Elizabeth Osborne was just twenty years old when a rope was put around her neck and she was hung at Bodmin Jail. Her crime? Arson. The year was 1813 and she and her husband had found themselves at loggerheads with their neighbours, the Lobbs. Mrs Lobb is said to have taken the argument to a new level by setting fire to some of the Osborne’s corn. Incensed, Elizabeth took her revenge by sneaking out under cover of darkness to her neighbour’s field and burning it. Sadly for her, she got caught. Arson was then a capital offence because of the hardship it could cause to the victim so, regardless of what most of us would surely regard as mitigating circumstances, Elizabeth was executed.
That is just one of the many poignant tales that makes Bodmin Jail a monument to Cornish social history and very human heartache. Officially closed as a prison in 1927, it has become one of the county’s most intriguing attractions – especially in the wake of the hugely popular Poldark TV series which sees the heroic captain helping one of his young employees Jim Carter avoid transportation after being caught poaching. Instead of acquittal, however, the young newly married man suffers two bleak, disease-ridden years in a Bodmin cell that – despite the attempts of Ross and Dr Enys - ultimately kill him.
========
**Directions**
(a) Answer these questions using the passage about Bodmin Jail:
(i) For what crime was Elizabeth Osborne hanged?
(ii) In what year was Bodmin Jail officially closed as a prison?
(iii) How long did Jim Carter spend in a Bodmin cell?
(b) Carry on the passage about Bodmin Jail, beginning after its final sentence.
========
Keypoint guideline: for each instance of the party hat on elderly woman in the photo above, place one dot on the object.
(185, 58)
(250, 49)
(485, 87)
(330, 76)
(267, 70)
========
**Task-by-task answers**
(a)
(i) Arson.
(ii) 1927.
(iii) Two years.

(b)
I visited at 9.30 on a weekday morning, just as the jail was opening. As a result I wandered around totally on my own in what has understandably been dubbed one of the most haunted buildings in Britain. Ghost hunts are an established visitor feature so, as a total believer in the paranormal (and therefore not someone who wants to tamper with it) I set off down the spiral staircase with a great deal of trepidation.
It was a 1778 Act of Parliament that decreed Cornwall should have a new county jail rather than continuing to rely on local prisons like those in Launceston, Falmouth, Truro, Penzance, Lostwithiel, Penryn and elsewhere in Bodmin that were generally said to be in a very bad state. In a bid to provide more humane treatment to prisoners, men and women would be segregated, courtyards would have running water, there would be boilers for hot water, ovens to kill vermin by baking inmates’ clothes, a chapel and infirmary for the sick and cells would house just one individual and be lighter and airier than the dungeons that preceded them.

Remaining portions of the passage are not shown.